== SOURCE EXTRACT ==
====================

# Moving Alternatives



## nelladeer (Aug 1, 2009)

Hi Everyone! I've been lurking on this post for over a year. Hubby & I will be making the big move to the Lake Chapala area in August. We have already made one exploratory trip down. We are looking at our options for moving our "stuff". We will be renting a furnished apartment or house, but will be taking linens, HH, tools, office, computers,Kitchen small appliances, sewing machines, clothes, etc., but no furniture.
Option #1- Haul down a small trailer behind our SUV.
Option #2- Rent a box truck, hauling our SUV behind it. Then in Larado, transfer everything to Strom White or some other moving company, and let the moving company get everything through the border and down to Lake Chapala. 
In either case, we would have 2 copies of everything listed on each box in English and Spanish.
Option # 3- Have everything picked up at our present home in Panama City, Florida, and let the moving company take over from there,$$$
We estimate our stuff will fill up a 5 by 8 trailer.

====================

== THINGS TO DO ==
1. Name each option for moving belongings that the moving forum post lays out.
2. Write the next part of the moving forum post, continuing after its last sentence.

== SUPPLIED MATERIAL ==
====================

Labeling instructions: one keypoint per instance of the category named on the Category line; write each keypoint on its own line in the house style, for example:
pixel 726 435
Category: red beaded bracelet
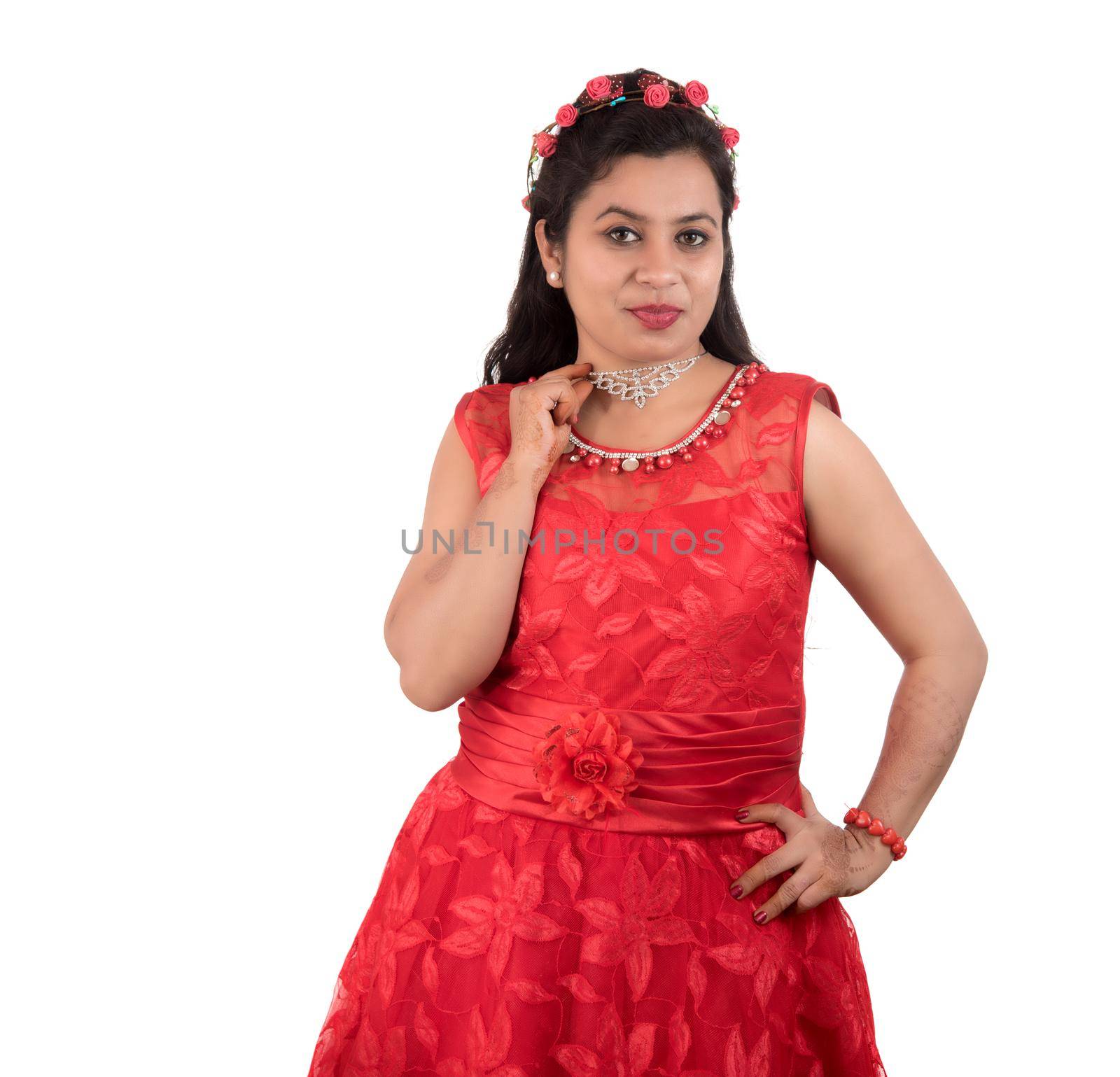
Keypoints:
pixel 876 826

====================

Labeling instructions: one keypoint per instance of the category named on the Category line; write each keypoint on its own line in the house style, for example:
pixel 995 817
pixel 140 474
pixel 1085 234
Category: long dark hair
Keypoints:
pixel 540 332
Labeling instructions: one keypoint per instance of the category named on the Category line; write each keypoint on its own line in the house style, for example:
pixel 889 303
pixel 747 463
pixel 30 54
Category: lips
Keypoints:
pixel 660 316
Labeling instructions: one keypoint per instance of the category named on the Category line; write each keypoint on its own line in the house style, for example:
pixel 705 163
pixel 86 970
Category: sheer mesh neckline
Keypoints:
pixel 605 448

====================

== RESULTS OF THE EXERCISE ==
1.
1. Pulling a small trailer behind their SUV.
2. Renting a box truck and towing the SUV behind it, then handing everything to Strom White or another moving company in Laredo to take it through the border and down to Lake Chapala.
3. Having a moving company pick everything up at their current home in Panama City, Florida, and handle the rest from there.

2.
Any comments welcome.


----------



## RVGRINGO (May 16, 2007)

You have done well in getting the load down to a 5x8 trailer. The next step is to swallow hare, gird your loins, stiffen your upper lip, straighten your back and get it all down to what will fit in your SUV.
Hauling a trailer, your own, into Mexico will mean that you will have to rent a place to store the thing, and that you cannot take your SUV out of Mexico without the trailer attached; they become one unit on your Importada Temporal.
Parking stuff at the border might be an option, allowing you to go back with the SUV to bring more down whenever you visit back north.
Using a mover for a small load is an option, but an expensive one, and may require a wait until you get your visa completed after moving into your home in Mexico. 
In any event, the less you carry, the happier you will be. Even your SUV will have to be removed from Mexico in 4 years.
You are going to love Chapala, especially if you travel light. Half the fun is exploring for stuff here and in the surrounding area.


----------



## michmex (Jul 15, 2012)

Another alternative is to utilize a low cost mover that provides only the transportation and customs brokerage services. We looked into using ABF UPack for a while until we decided that we preferred to replace most of our things by selling on Craigslist in the USA and then buying here in Mexico. Our biggest regrets were selling a 8 place hand carved dining table (originally purchased in Mexico) and a microfiber living room set that we have not been able to replace here.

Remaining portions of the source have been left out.